● **WHAT TO DO**
Only lines containing the string "front" belong in the answer; find them in the records and copy them.

BEGIN SOURCE DATA

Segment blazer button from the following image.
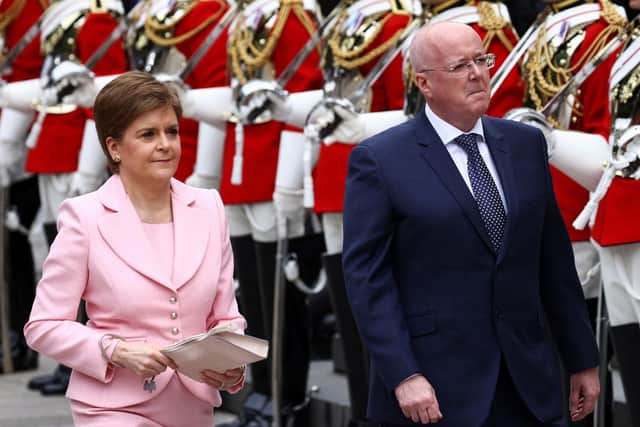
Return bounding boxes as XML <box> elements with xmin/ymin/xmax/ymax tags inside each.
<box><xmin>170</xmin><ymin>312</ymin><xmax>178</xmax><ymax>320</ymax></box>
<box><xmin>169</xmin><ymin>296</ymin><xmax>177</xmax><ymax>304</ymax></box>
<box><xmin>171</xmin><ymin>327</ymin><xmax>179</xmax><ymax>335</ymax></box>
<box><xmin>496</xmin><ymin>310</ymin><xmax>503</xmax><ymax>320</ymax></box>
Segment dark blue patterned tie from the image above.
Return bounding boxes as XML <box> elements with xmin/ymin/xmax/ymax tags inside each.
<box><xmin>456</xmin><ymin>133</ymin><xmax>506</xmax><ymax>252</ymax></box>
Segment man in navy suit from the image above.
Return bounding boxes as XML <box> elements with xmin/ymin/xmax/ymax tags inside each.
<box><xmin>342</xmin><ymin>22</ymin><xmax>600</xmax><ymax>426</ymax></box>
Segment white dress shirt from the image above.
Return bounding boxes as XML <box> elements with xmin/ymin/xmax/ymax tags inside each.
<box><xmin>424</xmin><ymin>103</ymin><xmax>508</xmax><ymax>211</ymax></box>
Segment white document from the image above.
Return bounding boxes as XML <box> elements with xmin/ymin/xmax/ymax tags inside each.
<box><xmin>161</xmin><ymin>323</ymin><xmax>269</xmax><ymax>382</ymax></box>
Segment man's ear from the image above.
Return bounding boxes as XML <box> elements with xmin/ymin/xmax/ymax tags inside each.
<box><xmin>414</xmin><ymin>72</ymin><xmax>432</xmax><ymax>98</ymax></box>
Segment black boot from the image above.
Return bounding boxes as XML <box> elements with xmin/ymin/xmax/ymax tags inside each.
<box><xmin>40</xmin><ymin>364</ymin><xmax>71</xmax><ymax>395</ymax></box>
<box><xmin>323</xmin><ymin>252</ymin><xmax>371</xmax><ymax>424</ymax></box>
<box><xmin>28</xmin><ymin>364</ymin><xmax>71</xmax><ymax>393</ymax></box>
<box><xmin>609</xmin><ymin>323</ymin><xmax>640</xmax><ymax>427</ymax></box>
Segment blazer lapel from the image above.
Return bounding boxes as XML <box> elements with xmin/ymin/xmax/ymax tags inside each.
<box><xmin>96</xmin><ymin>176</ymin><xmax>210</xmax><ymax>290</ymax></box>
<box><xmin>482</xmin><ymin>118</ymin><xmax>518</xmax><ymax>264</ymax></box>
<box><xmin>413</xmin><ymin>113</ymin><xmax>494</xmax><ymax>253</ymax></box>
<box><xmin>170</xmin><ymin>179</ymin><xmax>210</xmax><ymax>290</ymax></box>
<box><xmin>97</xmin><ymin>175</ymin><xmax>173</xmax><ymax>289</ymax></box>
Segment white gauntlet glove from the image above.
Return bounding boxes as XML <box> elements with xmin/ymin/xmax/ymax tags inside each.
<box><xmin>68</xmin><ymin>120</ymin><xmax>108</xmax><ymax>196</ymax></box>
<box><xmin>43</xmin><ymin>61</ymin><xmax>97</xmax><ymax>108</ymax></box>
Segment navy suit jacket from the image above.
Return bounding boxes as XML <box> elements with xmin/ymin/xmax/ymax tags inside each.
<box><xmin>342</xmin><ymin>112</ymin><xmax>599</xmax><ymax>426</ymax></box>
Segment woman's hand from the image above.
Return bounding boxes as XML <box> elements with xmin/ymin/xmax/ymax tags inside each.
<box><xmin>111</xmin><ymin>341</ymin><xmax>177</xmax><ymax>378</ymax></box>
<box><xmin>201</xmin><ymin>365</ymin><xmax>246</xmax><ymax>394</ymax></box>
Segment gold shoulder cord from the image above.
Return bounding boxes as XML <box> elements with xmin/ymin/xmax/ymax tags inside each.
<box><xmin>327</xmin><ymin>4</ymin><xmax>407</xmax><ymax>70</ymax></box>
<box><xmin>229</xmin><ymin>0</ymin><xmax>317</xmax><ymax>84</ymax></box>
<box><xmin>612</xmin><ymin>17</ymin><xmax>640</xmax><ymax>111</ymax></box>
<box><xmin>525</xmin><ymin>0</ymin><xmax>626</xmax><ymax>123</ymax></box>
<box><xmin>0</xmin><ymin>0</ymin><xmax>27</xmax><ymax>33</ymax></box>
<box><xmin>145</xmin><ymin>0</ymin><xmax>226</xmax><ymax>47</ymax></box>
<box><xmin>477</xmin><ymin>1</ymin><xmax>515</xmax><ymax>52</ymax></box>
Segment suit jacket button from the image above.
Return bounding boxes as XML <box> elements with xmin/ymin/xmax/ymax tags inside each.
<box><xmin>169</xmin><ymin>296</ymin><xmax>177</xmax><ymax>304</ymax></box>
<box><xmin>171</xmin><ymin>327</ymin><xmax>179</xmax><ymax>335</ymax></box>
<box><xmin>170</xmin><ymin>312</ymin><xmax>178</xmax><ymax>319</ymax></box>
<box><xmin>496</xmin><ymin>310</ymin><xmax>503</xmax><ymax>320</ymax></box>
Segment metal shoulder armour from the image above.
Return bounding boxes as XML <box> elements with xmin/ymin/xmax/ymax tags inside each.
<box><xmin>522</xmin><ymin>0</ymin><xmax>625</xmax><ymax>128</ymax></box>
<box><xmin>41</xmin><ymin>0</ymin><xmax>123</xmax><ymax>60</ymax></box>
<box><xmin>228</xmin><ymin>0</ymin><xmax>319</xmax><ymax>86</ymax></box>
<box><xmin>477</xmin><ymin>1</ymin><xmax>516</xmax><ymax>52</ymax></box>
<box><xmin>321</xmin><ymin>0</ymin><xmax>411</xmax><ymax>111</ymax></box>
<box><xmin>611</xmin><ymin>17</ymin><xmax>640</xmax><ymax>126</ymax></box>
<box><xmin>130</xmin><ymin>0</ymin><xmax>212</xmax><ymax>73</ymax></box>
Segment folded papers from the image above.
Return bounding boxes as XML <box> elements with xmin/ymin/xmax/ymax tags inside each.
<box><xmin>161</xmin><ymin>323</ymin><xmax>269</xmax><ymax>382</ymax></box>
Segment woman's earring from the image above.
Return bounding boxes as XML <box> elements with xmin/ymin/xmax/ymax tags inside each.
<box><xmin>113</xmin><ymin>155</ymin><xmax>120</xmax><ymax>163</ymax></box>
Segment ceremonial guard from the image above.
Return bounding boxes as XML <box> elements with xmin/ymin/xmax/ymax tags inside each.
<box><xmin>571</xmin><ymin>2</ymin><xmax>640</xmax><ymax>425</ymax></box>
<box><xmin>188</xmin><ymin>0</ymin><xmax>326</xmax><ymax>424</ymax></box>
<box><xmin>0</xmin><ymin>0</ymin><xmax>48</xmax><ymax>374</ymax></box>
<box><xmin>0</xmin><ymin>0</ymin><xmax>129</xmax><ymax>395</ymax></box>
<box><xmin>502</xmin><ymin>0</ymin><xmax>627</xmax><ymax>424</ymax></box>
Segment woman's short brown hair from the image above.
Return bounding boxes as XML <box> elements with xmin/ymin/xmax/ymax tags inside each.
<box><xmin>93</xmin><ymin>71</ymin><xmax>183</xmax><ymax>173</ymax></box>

END SOURCE DATA
BEGIN SOURCE DATA

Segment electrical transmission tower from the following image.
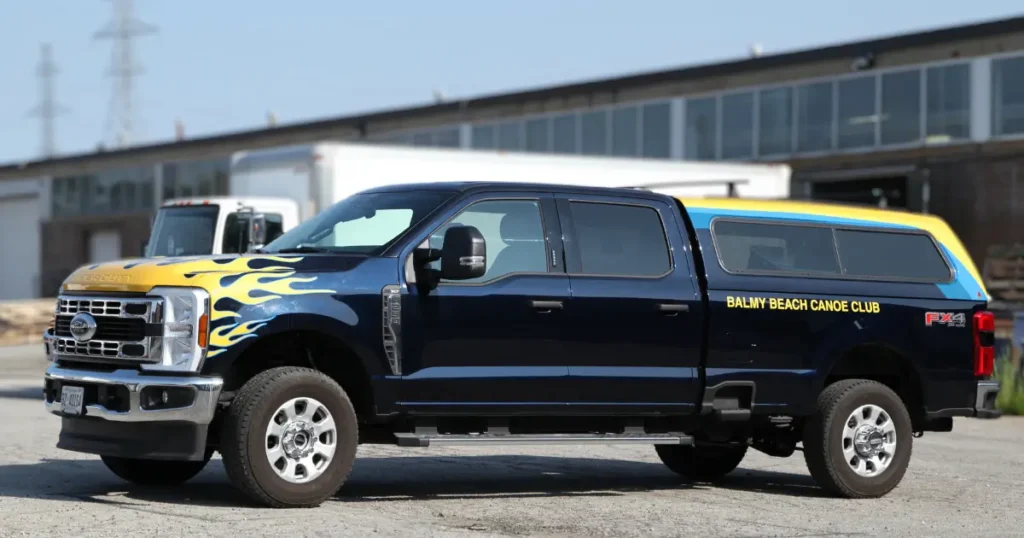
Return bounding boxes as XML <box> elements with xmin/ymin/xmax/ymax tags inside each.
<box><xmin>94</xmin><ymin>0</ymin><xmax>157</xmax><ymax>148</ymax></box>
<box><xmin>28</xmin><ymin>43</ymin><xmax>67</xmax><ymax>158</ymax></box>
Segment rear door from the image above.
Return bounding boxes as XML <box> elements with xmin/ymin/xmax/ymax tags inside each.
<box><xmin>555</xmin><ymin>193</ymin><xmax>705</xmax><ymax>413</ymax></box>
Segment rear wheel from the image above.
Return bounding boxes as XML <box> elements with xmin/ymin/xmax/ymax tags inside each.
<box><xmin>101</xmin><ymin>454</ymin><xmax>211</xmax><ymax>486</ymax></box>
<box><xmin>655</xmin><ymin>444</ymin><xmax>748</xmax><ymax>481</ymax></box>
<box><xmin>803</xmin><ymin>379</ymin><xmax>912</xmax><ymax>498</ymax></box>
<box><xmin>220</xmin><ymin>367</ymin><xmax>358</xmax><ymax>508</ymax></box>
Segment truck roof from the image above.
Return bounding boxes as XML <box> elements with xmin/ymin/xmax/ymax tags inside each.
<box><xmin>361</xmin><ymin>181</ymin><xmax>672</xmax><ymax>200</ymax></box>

END SOURCE DATA
BEGIN SOURCE DATA

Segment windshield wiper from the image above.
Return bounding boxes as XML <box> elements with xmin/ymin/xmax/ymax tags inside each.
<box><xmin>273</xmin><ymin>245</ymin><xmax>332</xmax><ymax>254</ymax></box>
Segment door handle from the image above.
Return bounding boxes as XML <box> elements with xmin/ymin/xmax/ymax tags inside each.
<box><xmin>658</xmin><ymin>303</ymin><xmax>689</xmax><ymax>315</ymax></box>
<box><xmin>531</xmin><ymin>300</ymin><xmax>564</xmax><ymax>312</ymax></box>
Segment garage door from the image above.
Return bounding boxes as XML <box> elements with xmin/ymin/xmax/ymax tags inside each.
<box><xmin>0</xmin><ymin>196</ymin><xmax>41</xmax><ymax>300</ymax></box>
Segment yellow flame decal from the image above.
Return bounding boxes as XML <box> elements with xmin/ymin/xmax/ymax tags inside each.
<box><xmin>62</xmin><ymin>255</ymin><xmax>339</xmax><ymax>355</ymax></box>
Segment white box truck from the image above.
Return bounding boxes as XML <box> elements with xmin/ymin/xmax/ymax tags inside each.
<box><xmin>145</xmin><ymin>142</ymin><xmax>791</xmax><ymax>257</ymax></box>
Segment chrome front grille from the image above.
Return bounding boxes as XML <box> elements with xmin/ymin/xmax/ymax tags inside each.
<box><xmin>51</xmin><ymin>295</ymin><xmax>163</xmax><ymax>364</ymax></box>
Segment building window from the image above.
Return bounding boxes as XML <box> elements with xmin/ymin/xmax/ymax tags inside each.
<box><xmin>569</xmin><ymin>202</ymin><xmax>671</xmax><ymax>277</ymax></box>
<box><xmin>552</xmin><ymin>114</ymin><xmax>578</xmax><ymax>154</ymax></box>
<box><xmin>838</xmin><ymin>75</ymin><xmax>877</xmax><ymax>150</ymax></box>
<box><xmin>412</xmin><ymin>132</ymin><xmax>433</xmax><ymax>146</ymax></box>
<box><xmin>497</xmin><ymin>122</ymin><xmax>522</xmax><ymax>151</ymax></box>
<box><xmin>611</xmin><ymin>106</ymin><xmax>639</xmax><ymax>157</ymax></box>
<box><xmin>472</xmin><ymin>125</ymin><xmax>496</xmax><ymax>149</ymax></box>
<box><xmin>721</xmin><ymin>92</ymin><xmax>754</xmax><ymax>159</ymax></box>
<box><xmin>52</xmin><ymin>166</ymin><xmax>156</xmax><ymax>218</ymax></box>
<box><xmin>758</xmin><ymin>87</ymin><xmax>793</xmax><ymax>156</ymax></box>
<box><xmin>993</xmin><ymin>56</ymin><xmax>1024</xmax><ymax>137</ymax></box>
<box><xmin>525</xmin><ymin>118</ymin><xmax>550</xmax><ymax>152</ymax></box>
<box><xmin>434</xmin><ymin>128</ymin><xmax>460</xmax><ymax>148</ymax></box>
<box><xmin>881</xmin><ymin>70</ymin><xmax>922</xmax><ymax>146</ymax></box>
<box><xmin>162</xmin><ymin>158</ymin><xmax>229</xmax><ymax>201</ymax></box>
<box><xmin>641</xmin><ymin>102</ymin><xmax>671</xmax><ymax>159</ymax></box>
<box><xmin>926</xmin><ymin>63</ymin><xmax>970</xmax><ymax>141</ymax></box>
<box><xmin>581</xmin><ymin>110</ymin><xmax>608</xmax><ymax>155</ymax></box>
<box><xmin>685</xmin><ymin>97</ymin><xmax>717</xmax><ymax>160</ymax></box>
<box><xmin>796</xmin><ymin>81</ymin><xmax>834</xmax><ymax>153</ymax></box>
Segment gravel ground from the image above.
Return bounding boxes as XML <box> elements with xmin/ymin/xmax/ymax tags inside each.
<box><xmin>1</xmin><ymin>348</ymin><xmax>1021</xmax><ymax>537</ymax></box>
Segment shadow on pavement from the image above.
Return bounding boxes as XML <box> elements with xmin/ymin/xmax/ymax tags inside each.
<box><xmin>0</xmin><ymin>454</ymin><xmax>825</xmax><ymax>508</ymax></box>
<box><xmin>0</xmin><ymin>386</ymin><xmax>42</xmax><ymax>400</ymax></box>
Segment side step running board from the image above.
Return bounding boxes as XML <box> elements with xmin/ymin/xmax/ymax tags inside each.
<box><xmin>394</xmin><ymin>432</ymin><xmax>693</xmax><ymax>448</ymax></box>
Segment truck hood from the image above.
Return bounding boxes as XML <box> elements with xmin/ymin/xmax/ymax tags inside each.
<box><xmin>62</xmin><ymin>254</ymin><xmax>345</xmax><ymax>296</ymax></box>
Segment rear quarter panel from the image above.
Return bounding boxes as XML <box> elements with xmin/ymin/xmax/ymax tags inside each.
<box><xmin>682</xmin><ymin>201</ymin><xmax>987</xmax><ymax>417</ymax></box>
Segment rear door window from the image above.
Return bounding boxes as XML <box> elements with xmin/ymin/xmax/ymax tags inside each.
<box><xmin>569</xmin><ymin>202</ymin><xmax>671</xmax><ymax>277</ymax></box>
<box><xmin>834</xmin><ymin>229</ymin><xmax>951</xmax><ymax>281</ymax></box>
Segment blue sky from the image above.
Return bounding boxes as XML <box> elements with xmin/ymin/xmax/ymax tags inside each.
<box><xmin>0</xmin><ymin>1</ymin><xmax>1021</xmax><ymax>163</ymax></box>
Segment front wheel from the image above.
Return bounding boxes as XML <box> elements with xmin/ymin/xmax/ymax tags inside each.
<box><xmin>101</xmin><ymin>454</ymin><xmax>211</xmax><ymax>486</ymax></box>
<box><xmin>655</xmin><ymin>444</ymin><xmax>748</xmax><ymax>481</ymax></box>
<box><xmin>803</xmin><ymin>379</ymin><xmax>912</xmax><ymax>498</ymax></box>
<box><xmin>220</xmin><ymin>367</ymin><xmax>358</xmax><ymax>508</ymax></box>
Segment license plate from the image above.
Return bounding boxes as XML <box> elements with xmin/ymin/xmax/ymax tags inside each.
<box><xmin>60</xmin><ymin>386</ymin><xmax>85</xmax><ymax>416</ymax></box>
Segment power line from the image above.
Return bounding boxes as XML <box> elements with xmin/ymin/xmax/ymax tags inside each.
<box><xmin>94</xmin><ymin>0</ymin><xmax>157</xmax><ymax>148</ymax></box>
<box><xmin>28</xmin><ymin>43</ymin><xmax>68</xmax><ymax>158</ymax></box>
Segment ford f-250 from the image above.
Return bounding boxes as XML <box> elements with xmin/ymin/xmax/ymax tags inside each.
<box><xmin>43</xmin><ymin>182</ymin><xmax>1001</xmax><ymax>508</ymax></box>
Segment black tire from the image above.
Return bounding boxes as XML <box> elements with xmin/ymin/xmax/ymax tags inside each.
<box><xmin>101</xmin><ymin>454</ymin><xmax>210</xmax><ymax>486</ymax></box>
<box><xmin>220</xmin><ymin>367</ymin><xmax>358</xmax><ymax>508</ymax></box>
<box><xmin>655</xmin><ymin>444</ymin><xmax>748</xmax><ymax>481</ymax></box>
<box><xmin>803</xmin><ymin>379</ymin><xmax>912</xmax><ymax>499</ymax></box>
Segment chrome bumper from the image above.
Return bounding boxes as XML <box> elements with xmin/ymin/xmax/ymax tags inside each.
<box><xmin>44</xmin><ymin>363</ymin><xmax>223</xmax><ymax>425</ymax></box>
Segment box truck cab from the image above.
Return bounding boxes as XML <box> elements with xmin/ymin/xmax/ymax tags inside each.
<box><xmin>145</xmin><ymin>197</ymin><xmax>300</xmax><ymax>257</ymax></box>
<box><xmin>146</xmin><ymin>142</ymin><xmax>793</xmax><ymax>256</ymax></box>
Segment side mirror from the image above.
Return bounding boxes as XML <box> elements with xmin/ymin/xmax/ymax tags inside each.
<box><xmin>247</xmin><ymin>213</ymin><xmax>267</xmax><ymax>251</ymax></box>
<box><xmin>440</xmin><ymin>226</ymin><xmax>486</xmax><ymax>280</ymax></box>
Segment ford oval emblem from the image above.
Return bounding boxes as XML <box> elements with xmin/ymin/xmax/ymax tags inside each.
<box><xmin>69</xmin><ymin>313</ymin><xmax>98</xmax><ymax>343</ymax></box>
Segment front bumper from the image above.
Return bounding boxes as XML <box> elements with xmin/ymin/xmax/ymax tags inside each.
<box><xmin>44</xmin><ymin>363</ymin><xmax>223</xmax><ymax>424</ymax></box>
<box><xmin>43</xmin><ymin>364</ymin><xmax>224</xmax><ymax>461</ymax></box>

END SOURCE DATA

● **ANSWER TO THE EXERCISE**
Segment chrome front grille from the image above.
Segment front wheel from the image above.
Segment front bumper from the image above.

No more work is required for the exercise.